— START OF PASSAGE SHOWN —

In the graphs below, he compares local vs offshore Bonds, Equities (shares) and Reits (Listed Property);

*Equities = shares
** REITS = listed property or Real Estate Investment Trusts
“The big difference between investment people and normal people is that the former tend to think in terms of delta - the rate and direction of change.
So, most people will look at a situation and say "this is bad" or "this is good". Investment professionals will ask, "Is it getting better or worse?"
Across a number of metrics, things in South Africa are getting better, as confirmed earlier this week by the MTBPS and now by the S&P's ratings upgrade.
Since SA assets have long traded at a discount, this improvement off a low base has resulted in an outperformance of the corresponding global benchmarks measured in common currency over the past five years.
Since SA valuations are still attractive and the rate of change is still positive, the return outlook remains upbeat, though this year's stunning gains won't necessarily be repeated.
Again, this is not to say that everything is fine or that they can't deteriorate at some point in the future.
But for now, things are pointing up, the market recognises this, and the prophets of doom have missed out”.
Piet Viljoen vs Magnus Heystek – Offshore or SA? The million-rand showdown after year 4 | Biz News
Via Biz News this week,
“Alec Hogg hosts investing heavyweights Piet Viljoen and Magnus Heystek in a high-stakes Director’s Cut on their R1-million challenge — offshore vs South Africa. With one year to go, Viljoen’s SA-only portfolio still leads, while Heystek fights back after currency swings and market shocks. They clash on the rand, politics, Bitcoin, and whether SA is “uninvestable,” in the showdown that could decide where South Africans should really put their money”.
Viljoen’s SA-only portfolio stands at R681 000, while Heystek’s offshore-only portfolio stands at R616 000.

— END OF PASSAGE SHOWN —
— START OF DATASET —

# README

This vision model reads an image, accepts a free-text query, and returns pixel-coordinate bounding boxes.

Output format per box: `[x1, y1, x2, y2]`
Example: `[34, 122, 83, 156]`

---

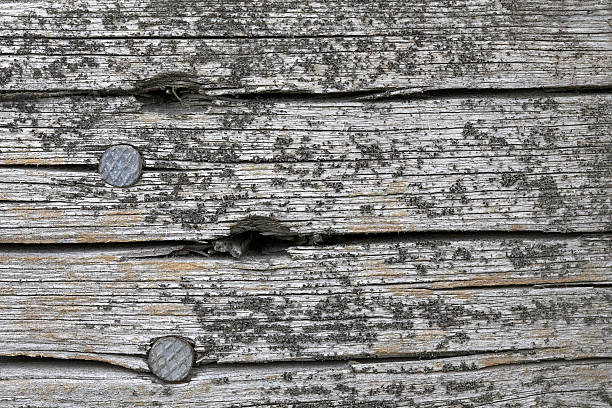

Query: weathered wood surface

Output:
[0, 353, 612, 408]
[0, 0, 610, 38]
[0, 235, 612, 370]
[0, 0, 612, 408]
[0, 0, 612, 94]
[0, 94, 612, 242]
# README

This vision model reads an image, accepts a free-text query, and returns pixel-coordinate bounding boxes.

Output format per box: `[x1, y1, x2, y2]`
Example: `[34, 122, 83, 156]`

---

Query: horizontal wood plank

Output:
[0, 235, 612, 370]
[0, 0, 612, 94]
[0, 95, 612, 243]
[0, 0, 610, 38]
[0, 353, 612, 408]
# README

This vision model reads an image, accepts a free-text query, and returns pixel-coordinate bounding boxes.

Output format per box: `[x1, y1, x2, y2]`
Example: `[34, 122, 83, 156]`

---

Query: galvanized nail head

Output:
[98, 145, 142, 187]
[148, 336, 195, 382]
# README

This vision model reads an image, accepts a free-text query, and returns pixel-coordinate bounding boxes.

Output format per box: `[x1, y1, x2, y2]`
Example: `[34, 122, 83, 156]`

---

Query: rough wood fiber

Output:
[0, 0, 610, 38]
[0, 0, 612, 94]
[0, 353, 612, 408]
[0, 95, 612, 242]
[0, 235, 612, 370]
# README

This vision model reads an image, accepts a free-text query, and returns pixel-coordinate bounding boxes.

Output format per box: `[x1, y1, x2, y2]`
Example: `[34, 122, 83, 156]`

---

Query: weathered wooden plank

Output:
[0, 95, 612, 242]
[0, 0, 612, 94]
[0, 235, 612, 369]
[0, 353, 612, 408]
[0, 0, 610, 38]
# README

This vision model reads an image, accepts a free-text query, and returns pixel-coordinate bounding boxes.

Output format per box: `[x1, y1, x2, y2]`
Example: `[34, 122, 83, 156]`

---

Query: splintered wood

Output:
[0, 0, 612, 408]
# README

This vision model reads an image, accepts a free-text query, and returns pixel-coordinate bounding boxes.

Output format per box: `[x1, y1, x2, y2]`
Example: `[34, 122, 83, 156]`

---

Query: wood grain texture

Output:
[0, 0, 612, 94]
[0, 0, 610, 38]
[0, 94, 612, 243]
[0, 353, 612, 408]
[0, 235, 612, 370]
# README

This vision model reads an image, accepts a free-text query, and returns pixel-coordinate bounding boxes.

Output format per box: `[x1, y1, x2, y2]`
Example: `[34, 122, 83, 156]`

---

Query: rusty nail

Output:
[98, 144, 142, 187]
[148, 336, 195, 382]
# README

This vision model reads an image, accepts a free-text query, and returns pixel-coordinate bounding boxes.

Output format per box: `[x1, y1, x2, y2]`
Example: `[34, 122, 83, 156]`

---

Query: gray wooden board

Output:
[0, 0, 612, 94]
[0, 0, 610, 38]
[0, 353, 612, 408]
[0, 94, 612, 243]
[0, 234, 612, 370]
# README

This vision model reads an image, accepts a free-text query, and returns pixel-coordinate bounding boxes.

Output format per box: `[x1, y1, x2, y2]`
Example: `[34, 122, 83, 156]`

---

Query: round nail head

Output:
[98, 145, 142, 187]
[148, 336, 195, 382]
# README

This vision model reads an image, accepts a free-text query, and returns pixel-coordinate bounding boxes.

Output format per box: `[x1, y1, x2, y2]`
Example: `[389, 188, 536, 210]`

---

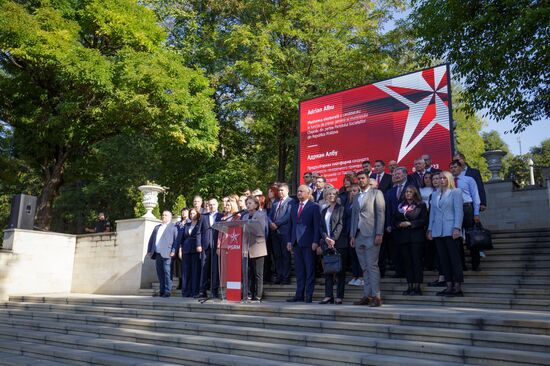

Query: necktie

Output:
[298, 203, 304, 218]
[275, 201, 283, 219]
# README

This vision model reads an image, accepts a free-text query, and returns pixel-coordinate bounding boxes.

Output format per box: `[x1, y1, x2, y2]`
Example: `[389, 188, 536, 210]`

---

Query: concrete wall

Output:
[0, 229, 76, 299]
[72, 218, 160, 294]
[481, 177, 550, 230]
[0, 218, 160, 300]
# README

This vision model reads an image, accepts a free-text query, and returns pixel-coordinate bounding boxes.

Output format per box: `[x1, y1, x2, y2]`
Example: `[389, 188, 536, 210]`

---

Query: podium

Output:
[212, 220, 264, 302]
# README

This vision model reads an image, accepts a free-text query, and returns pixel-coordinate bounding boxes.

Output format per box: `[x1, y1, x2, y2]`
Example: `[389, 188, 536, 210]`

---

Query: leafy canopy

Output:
[411, 0, 550, 132]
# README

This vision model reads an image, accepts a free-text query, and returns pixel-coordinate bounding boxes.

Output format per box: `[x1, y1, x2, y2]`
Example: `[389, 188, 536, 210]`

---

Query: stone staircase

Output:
[0, 230, 550, 366]
[148, 229, 550, 310]
[0, 295, 550, 365]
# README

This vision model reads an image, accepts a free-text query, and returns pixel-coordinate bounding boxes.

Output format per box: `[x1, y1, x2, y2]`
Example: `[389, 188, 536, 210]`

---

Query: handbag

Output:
[323, 251, 342, 274]
[467, 222, 493, 250]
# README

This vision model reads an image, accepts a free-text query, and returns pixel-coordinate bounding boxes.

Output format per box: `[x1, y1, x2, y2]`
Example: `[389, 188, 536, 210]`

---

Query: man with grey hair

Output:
[386, 166, 411, 278]
[147, 210, 178, 297]
[350, 171, 385, 306]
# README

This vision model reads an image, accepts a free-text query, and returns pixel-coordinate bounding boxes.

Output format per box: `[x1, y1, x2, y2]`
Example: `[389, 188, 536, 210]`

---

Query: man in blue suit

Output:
[286, 185, 321, 303]
[384, 166, 412, 277]
[269, 183, 293, 285]
[196, 198, 223, 298]
[147, 211, 178, 297]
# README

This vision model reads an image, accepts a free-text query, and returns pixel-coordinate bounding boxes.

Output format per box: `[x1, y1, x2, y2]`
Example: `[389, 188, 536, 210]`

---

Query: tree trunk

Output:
[36, 152, 68, 231]
[277, 129, 288, 182]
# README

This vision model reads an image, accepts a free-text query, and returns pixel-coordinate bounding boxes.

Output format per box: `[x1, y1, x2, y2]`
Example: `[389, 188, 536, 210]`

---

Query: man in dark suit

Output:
[287, 185, 321, 303]
[147, 211, 179, 297]
[269, 183, 293, 285]
[422, 154, 441, 174]
[385, 166, 412, 277]
[409, 158, 426, 190]
[313, 176, 327, 203]
[370, 160, 392, 193]
[453, 152, 487, 211]
[197, 198, 223, 298]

— END OF DATASET —

• [EXERCISE REQUIREMENTS]
1 – Answer these from the passage on South African investing:
(a) What question do investment professionals ask about a situation?
(b) Which two events confirmed that things in South Africa are getting better?
(c) At what value does Viljoen's SA-only portfolio stand?
2 – Please lay out the records from their start through the line holding "[0, 94, 612, 242]", inclusive, as a numbered list with blank lines left out. Omit the picture from the answer.

• [THE ANSWERS]
1 –
(a) "Is it getting better or worse?"
(b) The MTBPS and the S&P's ratings upgrade.
(c) R681 000.

2 –
1. # README
2. This vision model reads an image, accepts a free-text query, and returns pixel-coordinate bounding boxes.
3. Output format per box: `[x1, y1, x2, y2]`
4. Example: `[34, 122, 83, 156]`
5. ---
6. Query: weathered wood surface
7. Output:
8. [0, 353, 612, 408]
9. [0, 0, 610, 38]
10. [0, 235, 612, 370]
11. [0, 0, 612, 408]
12. [0, 0, 612, 94]
13. [0, 94, 612, 242]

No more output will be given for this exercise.